■ **WORK REQUIRED**
Extract the full set of records, then give each one again exactly.

'''

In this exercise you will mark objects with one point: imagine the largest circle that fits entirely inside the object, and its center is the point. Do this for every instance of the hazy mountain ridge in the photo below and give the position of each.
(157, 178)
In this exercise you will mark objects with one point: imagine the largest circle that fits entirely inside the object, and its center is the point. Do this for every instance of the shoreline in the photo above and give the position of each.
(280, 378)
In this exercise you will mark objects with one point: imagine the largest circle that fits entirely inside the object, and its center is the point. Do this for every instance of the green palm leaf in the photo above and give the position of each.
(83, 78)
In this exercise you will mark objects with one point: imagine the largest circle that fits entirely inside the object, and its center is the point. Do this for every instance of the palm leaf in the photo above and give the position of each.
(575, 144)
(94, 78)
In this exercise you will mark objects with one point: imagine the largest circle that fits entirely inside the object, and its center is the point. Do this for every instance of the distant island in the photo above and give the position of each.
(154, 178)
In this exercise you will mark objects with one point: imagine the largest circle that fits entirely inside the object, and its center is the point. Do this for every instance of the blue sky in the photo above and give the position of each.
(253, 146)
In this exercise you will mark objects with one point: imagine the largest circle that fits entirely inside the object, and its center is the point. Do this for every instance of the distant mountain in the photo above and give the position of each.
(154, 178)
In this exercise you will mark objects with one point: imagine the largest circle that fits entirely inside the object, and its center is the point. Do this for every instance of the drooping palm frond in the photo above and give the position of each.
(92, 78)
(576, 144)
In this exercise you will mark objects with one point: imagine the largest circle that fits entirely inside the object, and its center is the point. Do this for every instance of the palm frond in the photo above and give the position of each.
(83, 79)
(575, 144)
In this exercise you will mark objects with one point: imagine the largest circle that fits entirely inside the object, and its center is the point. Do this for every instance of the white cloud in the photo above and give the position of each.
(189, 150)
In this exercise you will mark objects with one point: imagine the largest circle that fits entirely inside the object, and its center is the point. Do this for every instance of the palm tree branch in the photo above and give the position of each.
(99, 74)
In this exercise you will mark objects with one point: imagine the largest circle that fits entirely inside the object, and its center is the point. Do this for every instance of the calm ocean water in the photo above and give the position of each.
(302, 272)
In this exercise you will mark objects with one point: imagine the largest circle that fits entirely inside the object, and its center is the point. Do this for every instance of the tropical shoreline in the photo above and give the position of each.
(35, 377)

'''

■ **RESPONSE TO THE EXERCISE**
In this exercise you will mark objects with one point: imagine the largest circle that fits entirely inside the object, and its center is the point. Do this for every instance of the hazy mountain ridge in the photo below and give the position of each.
(157, 178)
In this exercise you will mark objects with one point: imagine the largest circle that fits entirely inside the object, and its center is the point. Do this for every instance of the shoreline in the photo above and give the position of each.
(280, 378)
In this exercise you will mark objects with one point: imagine the largest circle that fits entirely inside the object, and its center is the point. Do this for every instance of the green palm leaf in the photo above and give the position of each.
(83, 78)
In this exercise you will mark objects with one point: imagine the largest circle that fits entirely inside the object, and its center is the point. Do this for every instance of the palm leaf in the photo above and give the position of each.
(575, 144)
(94, 78)
In this exercise you will mark objects with one point: imagine the largest circle that fits entirely inside the object, and its center is the point. Do this for every instance of the distant island in the photo above and give the position of each.
(154, 178)
In this exercise you will mark objects with one point: imagine the largest circle that fits entirely inside the object, and its center is the point. Do this for every instance of the blue sky in the photo above and give the position of each.
(253, 146)
In this exercise you will mark objects with one point: imagine the largest circle that fits entirely inside the object, and its center is the point. Do this for every instance of the distant mountain in the photo above and give the position of each.
(154, 178)
In this exercise you will mark objects with one point: imagine the largest circle that fits entirely inside the object, and its center is the point. Do this for every instance of the drooping palm frond in the photo above and give the position of each.
(92, 78)
(576, 144)
In this exercise you will mark objects with one point: imagine the largest circle that fits entirely inside the object, and its center is the point. Do this for every instance of the palm frond in the photo above and give the position of each.
(83, 79)
(575, 144)
In this exercise you will mark objects with one point: imagine the largest circle that fits entirely inside the object, and its center is the point. Do this for every instance of the white cloud in the photo above and give the position of each.
(189, 150)
In this exercise you will mark objects with one point: imagine the largest circle that fits entirely inside the object, and its center is the point. Do this for every instance of the palm tree branch in the photo above and give the position of each.
(99, 74)
In this exercise you will mark objects with one point: imagine the largest circle that fits entirely inside the object, and its center is the point. Do this for every instance of the calm ocean water in the photo above and give the position of each.
(302, 272)
In this exercise you will mark objects with one point: imagine the largest circle that fits entirely inside the object, and its center is the point. Do this for every instance of the tropical shoreline in the photo above and give the position of each.
(35, 377)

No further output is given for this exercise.